Photo-based referring expression data:
+---+

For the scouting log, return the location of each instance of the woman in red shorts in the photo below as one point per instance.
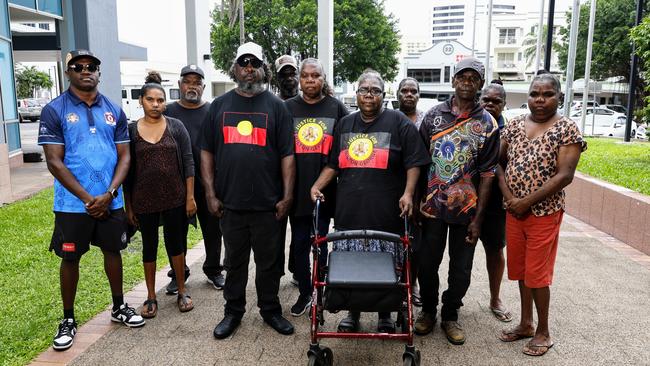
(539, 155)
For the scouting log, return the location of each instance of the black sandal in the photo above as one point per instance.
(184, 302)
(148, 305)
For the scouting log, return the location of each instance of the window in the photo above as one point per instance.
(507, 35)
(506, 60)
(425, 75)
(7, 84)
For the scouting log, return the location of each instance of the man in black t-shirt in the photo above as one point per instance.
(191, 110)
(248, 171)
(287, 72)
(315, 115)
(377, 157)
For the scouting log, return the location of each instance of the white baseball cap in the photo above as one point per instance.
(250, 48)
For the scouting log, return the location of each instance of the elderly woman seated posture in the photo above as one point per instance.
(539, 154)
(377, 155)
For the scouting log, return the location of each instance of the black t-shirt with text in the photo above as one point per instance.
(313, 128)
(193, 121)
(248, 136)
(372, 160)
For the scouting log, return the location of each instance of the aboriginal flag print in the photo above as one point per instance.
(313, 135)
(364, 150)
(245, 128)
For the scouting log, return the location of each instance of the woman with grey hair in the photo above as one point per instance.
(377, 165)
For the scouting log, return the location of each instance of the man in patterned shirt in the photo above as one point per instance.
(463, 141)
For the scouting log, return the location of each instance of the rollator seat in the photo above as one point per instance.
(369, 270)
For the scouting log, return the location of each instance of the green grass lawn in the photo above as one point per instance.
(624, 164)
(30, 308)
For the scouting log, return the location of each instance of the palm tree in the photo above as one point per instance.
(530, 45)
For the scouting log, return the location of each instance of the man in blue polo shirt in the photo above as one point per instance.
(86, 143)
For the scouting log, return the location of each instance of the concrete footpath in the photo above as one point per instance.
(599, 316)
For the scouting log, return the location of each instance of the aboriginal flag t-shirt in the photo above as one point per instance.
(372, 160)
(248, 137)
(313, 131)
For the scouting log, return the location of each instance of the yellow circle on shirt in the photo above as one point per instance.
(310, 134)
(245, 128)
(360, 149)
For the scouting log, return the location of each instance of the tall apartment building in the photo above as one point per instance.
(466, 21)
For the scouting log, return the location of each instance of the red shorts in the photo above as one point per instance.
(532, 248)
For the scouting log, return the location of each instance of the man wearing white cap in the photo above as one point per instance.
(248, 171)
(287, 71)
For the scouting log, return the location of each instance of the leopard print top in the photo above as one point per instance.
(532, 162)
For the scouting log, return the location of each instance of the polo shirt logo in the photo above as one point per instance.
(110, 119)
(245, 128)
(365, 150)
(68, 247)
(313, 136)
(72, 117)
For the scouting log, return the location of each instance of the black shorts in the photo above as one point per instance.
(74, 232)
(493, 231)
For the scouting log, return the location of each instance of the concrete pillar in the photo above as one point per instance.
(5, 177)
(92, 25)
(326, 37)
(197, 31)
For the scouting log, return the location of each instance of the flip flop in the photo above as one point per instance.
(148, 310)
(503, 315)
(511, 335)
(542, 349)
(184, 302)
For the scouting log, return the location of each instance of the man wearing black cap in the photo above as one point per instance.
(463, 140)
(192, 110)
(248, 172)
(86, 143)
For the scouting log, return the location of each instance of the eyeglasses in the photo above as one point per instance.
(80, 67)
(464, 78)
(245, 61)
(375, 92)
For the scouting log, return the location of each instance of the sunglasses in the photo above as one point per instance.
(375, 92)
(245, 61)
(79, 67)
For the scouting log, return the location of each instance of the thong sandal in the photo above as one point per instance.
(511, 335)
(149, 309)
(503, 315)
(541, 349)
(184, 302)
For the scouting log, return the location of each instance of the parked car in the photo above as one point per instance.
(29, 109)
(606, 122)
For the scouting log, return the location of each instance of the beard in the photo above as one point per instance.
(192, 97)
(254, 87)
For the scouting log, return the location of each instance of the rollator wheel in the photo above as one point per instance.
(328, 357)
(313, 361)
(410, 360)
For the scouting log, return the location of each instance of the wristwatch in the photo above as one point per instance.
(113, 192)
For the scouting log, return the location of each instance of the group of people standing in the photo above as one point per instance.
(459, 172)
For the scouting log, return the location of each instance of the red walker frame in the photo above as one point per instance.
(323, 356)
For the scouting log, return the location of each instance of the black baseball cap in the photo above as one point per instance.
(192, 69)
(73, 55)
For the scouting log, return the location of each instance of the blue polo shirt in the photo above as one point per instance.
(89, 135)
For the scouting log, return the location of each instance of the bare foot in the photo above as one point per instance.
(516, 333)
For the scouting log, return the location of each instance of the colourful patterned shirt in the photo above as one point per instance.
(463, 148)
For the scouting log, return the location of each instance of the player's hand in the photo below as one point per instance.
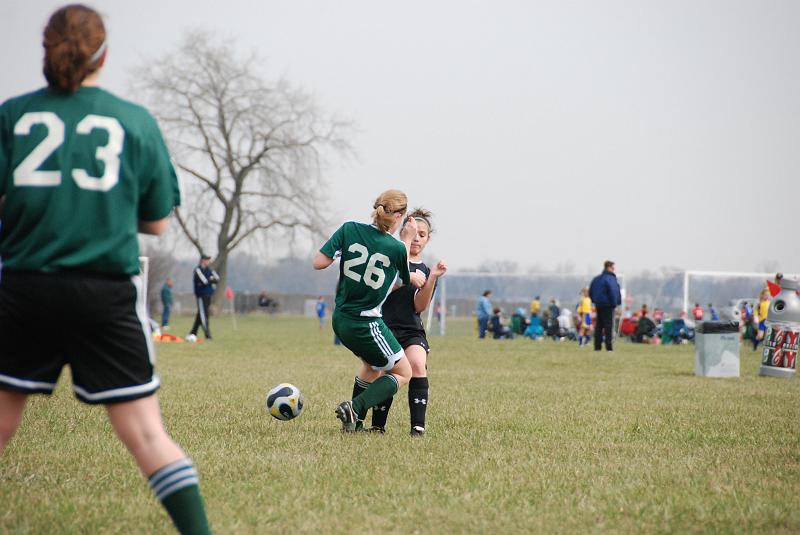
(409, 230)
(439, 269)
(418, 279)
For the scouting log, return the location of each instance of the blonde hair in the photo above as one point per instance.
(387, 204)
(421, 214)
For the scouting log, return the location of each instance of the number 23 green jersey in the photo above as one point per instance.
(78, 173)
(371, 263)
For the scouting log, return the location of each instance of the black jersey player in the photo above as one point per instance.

+---+

Copy out the records above in full, exactly as written, but not the pictures.

Expected output:
For the scouting log, return the location of each instance of the woman in red shorts in the photo below as one point per instance.
(539, 155)
For the scouting log, return the location of each instance of the black sandal in the photo above as one point per instance.
(184, 302)
(148, 305)
For the scouting log, return the location of each instance of the window in the photo above as one point per instance.
(507, 35)
(506, 60)
(425, 75)
(7, 84)
For the scouting log, return the location of each instance of the man in black t-shirt in the photo above as one point per instance.
(191, 110)
(248, 171)
(287, 72)
(315, 115)
(377, 157)
For the scouting log, return the location of each instance of the white baseball cap in the photo above as one point per instance.
(250, 48)
For the scouting log, return the location of each instance of the elderly woman seated posture in the photo above as one point per instance.
(539, 154)
(377, 155)
For the scouting log, return the location of each instance of the black t-shirt with text in the photo above as one point per instance.
(313, 128)
(193, 121)
(248, 136)
(372, 160)
For the scouting log, return the location of each instance of the aboriginal flag print in the photo above as one point per instance.
(313, 135)
(364, 150)
(245, 128)
For the scouting log, return the location of each instance of the woman with grey hair in the photo above as one point per instance.
(377, 165)
For the scouting log, return the location of each instance of the man in patterned shirt in the photo above as one point per instance.
(463, 141)
For the scouting log, return the location of each instance of the rollator seat in the photo above as one point per instance.
(369, 270)
For the scouting log, return the location of each instance of the green grass lawn in the photo above as one point per instance.
(624, 164)
(30, 308)
For the scouting log, return the location of each instance of the palm tree in the photo above as one point per instance.
(530, 45)
For the scouting log, return the location of each instance of the man in blue polo shirt in the photo above as one point per instance.
(86, 143)
For the scouting log, return the location of each instance of the concrete footpath in the photo above as one point per instance.
(599, 316)
For the scouting log, return the location of each instance of the aboriginal flag t-shirt in the photo above as one point per instance.
(372, 160)
(248, 137)
(313, 131)
For the scouting log, return the location of each instance of the yellow circle on shirt in the photo above as one point per instance.
(310, 134)
(245, 128)
(360, 149)
For the scouting log, return the location of each instance of the tall apartment building in the photo above as one point per instance.
(466, 21)
For the scouting log, return the location of each instance of the red shorts in the photo above as one point per instance.
(532, 248)
For the scouting log, return the location of each instance of the man wearing white cap in the photo above as one point per instance.
(248, 171)
(287, 71)
For the scouting log, return the location of each instance of the leopard print top in the photo above as one point per instance.
(532, 162)
For the scouting log, return the location of each instance of the polo shirt logo in the photo above as one point per instance.
(110, 119)
(245, 128)
(365, 150)
(68, 247)
(313, 136)
(72, 117)
For the scouting log, return the location of each instance of the black shorts in the photo above as one point per instance.
(74, 232)
(493, 231)
For the scouting log, return the location of each instance of the concrete pillar in the photo above as one point per instance.
(5, 177)
(92, 25)
(326, 37)
(197, 31)
For the scouting log, return the location of each instance of the flip flop in the photo above as one point per instance.
(148, 310)
(503, 315)
(511, 335)
(542, 349)
(184, 302)
For the scouting log, return the location of each instance of the man wearing black cap in the photo above as one point per instance.
(463, 140)
(192, 110)
(248, 172)
(86, 143)
For the scouting log, return the location of each instance of the eyeglasses in the photo above as one point per instance.
(80, 67)
(464, 78)
(245, 61)
(375, 92)
For the scouting log, return the location of each instance of the sunglasses in the photo above as one point per instance.
(375, 92)
(245, 61)
(79, 67)
For the scouting log, return the location of each instance of the thong sandal in the photo above as one point per instance.
(511, 335)
(149, 309)
(503, 315)
(541, 349)
(184, 302)
For the scouting log, return the location of each instance of the parked car in the photo above as one point per instance.
(29, 109)
(606, 122)
For the scouting log, return the location of each instance of the beard in the photo above as one point per instance.
(192, 97)
(254, 87)
For the scouting log, return the location of each instance of the rollator wheel in the photo above as one point per instance.
(328, 357)
(313, 361)
(410, 360)
For the scouting log, return the location of each instance of the wristwatch in the photo above as one point per instance.
(113, 192)
For the scouting log, return the location of each instance of the group of people standing in the photo above as one point per instance.
(459, 172)
For the scouting log, return the location of each instance of the red walker frame in the photo above as one point per instance.
(323, 356)
For the scouting log, return the location of each instance of the black baseball cap in the photo above as one point per instance.
(192, 69)
(73, 55)
For the scouting log, return the location of each instance of the blue polo shirt in the photo above as one point per instance.
(89, 135)
For the scouting log, return the location of each instance of the bare foot in the photo above as one point per instance.
(516, 333)
For the scouting log, return the location of each instance of the colourful patterned shirt in the photo above as one point per instance.
(463, 148)
For the scouting log, return the location of each instance of the player's hand in the photo below as one point per instance.
(409, 230)
(439, 269)
(418, 279)
For the scouting log, return the location of each instance of the blonde hair in the photo above as one point per instance.
(387, 204)
(421, 214)
For the scouting log, return the location of each instance of the number 23 green jersey in the photo above as one point per instance.
(78, 173)
(371, 263)
For the scouting log, return the location of each instance of the black jersey player in the photo above as one point per instance.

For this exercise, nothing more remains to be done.